Excerpts from a detection dataset:

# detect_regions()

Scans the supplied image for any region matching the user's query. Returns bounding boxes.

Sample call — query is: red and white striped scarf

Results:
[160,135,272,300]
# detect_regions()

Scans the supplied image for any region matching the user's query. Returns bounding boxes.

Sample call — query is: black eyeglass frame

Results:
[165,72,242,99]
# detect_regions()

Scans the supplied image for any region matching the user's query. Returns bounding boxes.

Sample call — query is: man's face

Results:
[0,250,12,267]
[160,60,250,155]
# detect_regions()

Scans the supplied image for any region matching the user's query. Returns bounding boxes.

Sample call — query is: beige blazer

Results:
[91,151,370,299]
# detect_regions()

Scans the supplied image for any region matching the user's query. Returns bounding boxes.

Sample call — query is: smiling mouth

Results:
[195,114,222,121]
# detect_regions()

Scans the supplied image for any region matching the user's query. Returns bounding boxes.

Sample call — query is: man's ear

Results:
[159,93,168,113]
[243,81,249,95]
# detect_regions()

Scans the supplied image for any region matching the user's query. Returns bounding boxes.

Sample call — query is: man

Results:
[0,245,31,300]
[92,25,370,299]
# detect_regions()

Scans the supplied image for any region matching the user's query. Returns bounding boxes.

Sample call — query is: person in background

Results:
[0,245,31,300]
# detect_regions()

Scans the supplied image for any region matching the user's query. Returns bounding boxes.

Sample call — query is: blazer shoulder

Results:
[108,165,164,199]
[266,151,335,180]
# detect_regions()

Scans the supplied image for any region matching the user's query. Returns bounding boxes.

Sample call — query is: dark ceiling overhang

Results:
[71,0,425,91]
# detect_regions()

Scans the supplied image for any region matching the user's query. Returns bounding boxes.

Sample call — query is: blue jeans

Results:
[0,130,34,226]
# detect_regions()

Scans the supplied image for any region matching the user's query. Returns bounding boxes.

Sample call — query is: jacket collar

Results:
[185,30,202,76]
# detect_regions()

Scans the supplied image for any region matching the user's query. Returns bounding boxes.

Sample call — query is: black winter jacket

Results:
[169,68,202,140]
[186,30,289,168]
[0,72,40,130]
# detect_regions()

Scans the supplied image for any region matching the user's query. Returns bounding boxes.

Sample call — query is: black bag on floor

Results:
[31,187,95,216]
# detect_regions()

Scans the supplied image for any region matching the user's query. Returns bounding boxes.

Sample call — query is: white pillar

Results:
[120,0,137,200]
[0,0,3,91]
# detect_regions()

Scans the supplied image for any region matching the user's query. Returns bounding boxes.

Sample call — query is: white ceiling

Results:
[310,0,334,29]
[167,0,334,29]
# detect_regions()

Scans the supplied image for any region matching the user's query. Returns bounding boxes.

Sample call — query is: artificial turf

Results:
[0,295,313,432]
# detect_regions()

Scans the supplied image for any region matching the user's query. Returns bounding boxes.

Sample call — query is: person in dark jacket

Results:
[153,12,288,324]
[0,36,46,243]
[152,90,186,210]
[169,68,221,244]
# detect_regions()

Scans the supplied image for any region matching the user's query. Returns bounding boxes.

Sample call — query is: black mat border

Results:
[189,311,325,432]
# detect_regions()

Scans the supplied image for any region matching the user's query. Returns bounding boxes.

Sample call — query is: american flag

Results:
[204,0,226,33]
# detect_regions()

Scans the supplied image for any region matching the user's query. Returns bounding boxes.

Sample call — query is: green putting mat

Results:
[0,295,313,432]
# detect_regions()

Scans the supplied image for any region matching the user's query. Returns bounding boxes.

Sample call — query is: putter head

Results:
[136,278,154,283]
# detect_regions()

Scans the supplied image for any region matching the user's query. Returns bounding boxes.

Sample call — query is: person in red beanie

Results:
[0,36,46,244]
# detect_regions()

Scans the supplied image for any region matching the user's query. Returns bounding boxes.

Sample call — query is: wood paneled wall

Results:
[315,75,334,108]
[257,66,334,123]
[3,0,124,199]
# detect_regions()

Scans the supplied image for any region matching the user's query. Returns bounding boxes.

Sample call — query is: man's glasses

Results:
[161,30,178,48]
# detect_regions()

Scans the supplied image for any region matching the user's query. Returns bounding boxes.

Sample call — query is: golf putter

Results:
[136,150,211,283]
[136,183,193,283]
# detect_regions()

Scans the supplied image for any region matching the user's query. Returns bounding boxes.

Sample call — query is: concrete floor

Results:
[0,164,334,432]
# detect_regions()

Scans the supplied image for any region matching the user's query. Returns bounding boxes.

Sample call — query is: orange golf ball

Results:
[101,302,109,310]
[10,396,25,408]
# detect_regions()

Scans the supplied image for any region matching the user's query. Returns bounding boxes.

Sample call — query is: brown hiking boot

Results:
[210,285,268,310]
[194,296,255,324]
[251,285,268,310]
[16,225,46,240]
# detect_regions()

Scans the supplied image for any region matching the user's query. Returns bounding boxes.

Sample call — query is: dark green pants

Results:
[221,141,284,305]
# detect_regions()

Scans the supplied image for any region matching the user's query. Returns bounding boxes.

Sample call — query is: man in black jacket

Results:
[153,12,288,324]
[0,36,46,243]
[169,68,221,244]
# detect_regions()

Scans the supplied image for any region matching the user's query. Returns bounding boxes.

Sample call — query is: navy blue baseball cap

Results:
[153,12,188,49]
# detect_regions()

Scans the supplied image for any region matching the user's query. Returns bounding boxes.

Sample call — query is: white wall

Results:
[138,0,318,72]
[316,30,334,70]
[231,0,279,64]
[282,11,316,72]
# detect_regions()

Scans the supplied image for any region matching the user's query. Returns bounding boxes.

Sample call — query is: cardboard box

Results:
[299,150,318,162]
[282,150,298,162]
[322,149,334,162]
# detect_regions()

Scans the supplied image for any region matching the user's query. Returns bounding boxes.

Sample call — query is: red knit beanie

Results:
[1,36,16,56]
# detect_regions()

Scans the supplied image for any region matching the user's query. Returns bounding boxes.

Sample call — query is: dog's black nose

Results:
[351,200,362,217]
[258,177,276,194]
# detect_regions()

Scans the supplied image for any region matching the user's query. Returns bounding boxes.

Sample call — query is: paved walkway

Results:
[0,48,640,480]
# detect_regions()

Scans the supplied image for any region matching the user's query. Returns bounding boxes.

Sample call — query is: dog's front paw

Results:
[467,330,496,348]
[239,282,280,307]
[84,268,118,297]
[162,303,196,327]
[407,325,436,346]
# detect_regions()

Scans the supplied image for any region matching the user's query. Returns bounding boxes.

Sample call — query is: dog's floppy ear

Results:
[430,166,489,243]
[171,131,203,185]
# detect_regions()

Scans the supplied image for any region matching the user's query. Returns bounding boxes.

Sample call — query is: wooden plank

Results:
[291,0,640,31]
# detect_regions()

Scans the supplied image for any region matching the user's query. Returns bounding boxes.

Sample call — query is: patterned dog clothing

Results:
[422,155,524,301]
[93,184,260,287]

Task goal:
Restate the whole of the material exactly.

Output below:
# detect_regions()

Scans the supplied image for any region matching the user's query. Returns bounding boxes.

Sample call — query is: red and white striped scarf

Results:
[160,135,272,300]
# detect_regions()

Scans the supplied image for any region matching the user's query. Returns bounding boxes.

Sample call — query is: black eyeglass frame

Results:
[165,72,242,99]
# detect_regions()

Scans the supplied image for any region matching the user's query. Returns bounding boxes.

Sample call — query is: man's face

Results:
[0,250,12,267]
[160,60,250,155]
# detect_regions()

Scans the supplied image for any region matching the user's query. Returns bounding boxes.

Sample call — query is: beige blazer

Results:
[91,151,370,299]
# detect_regions()

Scans the supplied image for any region matching the user's query. Returns bounding boxes.

Sample call — query is: smiling mouth

Results:
[195,114,222,121]
# detect_regions()

Scans the supplied image for any region matching the user's query. Returns bounding boxes.

Sample call — query is: man's ear

Results:
[159,93,168,113]
[243,81,249,95]
# detect_regions()

Scans the supplied image for any region matching the user's query. Returns bounding boxes.

Sample call — query is: man

Results:
[0,245,31,300]
[92,25,370,299]
# detect_regions()

Scans the supplied image for any region matching the user's query. Returns bounding boxes.

Sample call — query is: person in background

Results:
[0,245,31,300]
# detect_regions()

Scans the supplied image for any region matching the user's query. Returns bounding boxes.

Sample call — query is: blazer shoulder

Results:
[108,165,164,199]
[266,151,335,180]
# detect_regions()

Scans the supplied image for any region matching the user's query. Returns bounding boxes.

Sample call — query is: dark ceiling overhang

Results:
[71,0,425,91]
# detect_regions()

Scans the supplied image for any region matching the user's query. Returns bounding boxes.

Sample call — query is: blue jeans

Results:
[0,130,34,226]
# detect_regions()

Scans the supplied image for any region matching the user's query. Returns bounding boxes.

Sample call — query is: jacket collar

Results:
[185,30,202,76]
# detect_regions()

Scans the supplied image for any region matching the user's query. Returns bounding boxes.

Sample call — query is: black winter jacket

Results:
[169,68,202,140]
[186,30,289,168]
[0,72,40,130]
# detect_regions()

Scans the supplied image for any region matching the user's query. Returns bounding boxes.

Sample call — query is: black bag on floor

Results:
[31,187,95,216]
# detect_regions()

Scans the supplied image for any region matching the user's query. Returns bounding boxes.

Sample call — query is: white pillar

Results:
[120,0,137,200]
[0,0,3,91]
# detect_regions()

Scans the supplied image for any region matching the user's query. Returns bounding boxes.

Sample call — query is: white ceiling

Results:
[310,0,334,29]
[167,0,334,29]
# detect_regions()

Scans the supplied image for any region matching the user's query. Returns bounding boxes.

Sample call — query is: artificial turf

Results:
[0,295,313,432]
# detect_regions()

Scans the supplied image for any region matching the user's query. Returns bounding boxes.

Sample call — query is: person in dark jacket

Results:
[153,12,288,324]
[0,36,46,243]
[152,90,186,210]
[169,68,221,244]
# detect_regions()

Scans the supplied image for any region matching the user's query. Returns bounding boxes.

Sample call — query is: black mat border

Results:
[189,311,325,432]
# detect_regions()

Scans the supplied image for any region matching the user's query. Returns bounding boxes.

Sample call — query is: american flag

Results:
[204,0,226,33]
# detect_regions()

Scans the supplied image for any region matching the user's query. Returns bounding boxes.

Sample call — query is: green putting mat

Results:
[0,295,313,432]
# detect_regions()

Scans the supplied image for any region matching the user's query. Returns bounding boxes.

Sample call — query is: putter head

Results:
[136,278,154,283]
# detect_regions()

Scans the supplied image for any region matching the user's query. Returns bounding boxes.

Sample call — query is: person in red beanie

Results:
[0,36,46,244]
# detect_regions()

Scans the supplied image for any region matching the user's query. Returns bounding boxes.

Sample call — query is: wood paneled wall

Results:
[315,75,334,108]
[257,66,334,123]
[3,0,124,199]
# detect_regions()

Scans the supplied image for any region matching the user's query. Returns bounding boxes.

Sample call — query is: man's glasses

Results:
[161,30,178,48]
# detect_regions()

Scans the supplied image for any region matching the user's query. Returns bounding boxes.

Sample call — query is: golf putter

Results:
[136,150,211,283]
[136,183,193,283]
# detect_regions()

Scans the supplied image for any region matching the user's query. Returns bounding boxes.

Sample call — query is: concrete floor

Results:
[0,164,334,432]
# detect_regions()

Scans the supplied image for any region matching the user's query. Returns bounding boxes.

Sample call — query is: orange golf ball

Results:
[101,302,109,310]
[10,396,25,408]
# detect_regions()

Scans the supplied image for any region matching the user's query. Returns bounding boxes.

Sample call — query is: brown hiking boot

Results:
[210,285,268,310]
[194,296,255,324]
[251,285,268,310]
[16,225,46,240]
# detect_regions()

Scans the supplied image for any region matching the user's query. Returns bounding boxes.

Sample call — query is: dark green pants

Results:
[221,141,284,305]
# detect_regions()

Scans the supplied image for any region matching the user's query. Returns bounding boxes.

Sample call — query is: man in black jacket

Results:
[153,12,288,324]
[0,36,46,243]
[169,68,221,244]
# detect_regions()

Scans the supplied image for any region matching the user's query. Returns bounding boxes.

Sample call — query is: navy blue baseball cap

Results:
[153,12,188,49]
# detect_regions()

Scans the supplied image for any region matching the user's query. Returns bounding boxes.

Sample call — query is: white wall

Results:
[138,0,318,72]
[316,30,334,70]
[231,0,279,64]
[282,11,316,72]
# detect_regions()

Scans the supplied image for any region matching the user's query. Returns bounding boxes.

Sample call — query is: cardboard box

Results:
[299,150,318,162]
[282,150,298,162]
[322,149,334,162]
# detect_regions()

Scans the supplied image for any region matching the user's query. Returns bounding boxes.

Sample call — query is: red knit beanie

Results:
[1,36,16,56]
# detect_regions()

Scans the supplied image for any region matching the user's query. Returns bounding boxes.

Sample call — query is: dog's black nose

Results:
[351,200,362,217]
[258,177,276,194]
# detect_regions()

Scans the supplied image for any region matching the user's query. Returns bounding boxes.

Sample call — query is: paved walkway

Results:
[0,48,640,480]
# detect_regions()

Scans the supplied image for any region matching the user's query. Returns bounding boxes.

Sample call — query is: dog's front paw

Results:
[467,330,496,348]
[239,282,280,307]
[84,268,118,297]
[162,303,196,327]
[407,325,436,346]
# detect_regions()

Scans the supplied image for any region matching the user's query. Returns bounding boxes.

Sample call — query is: dog's floppy ear

Results:
[430,166,489,243]
[171,131,203,185]
# detect_regions()

Scans the supplied image for any region matching the user's query. Returns bounding boxes.

Sample call — query is: wooden plank

Results:
[291,0,640,31]
# detect_regions()

Scans the supplied image for any region matching the user's query. Returns bounding boxes.

Sample call — query is: patterned dog clothing

Results:
[422,155,524,301]
[93,184,260,287]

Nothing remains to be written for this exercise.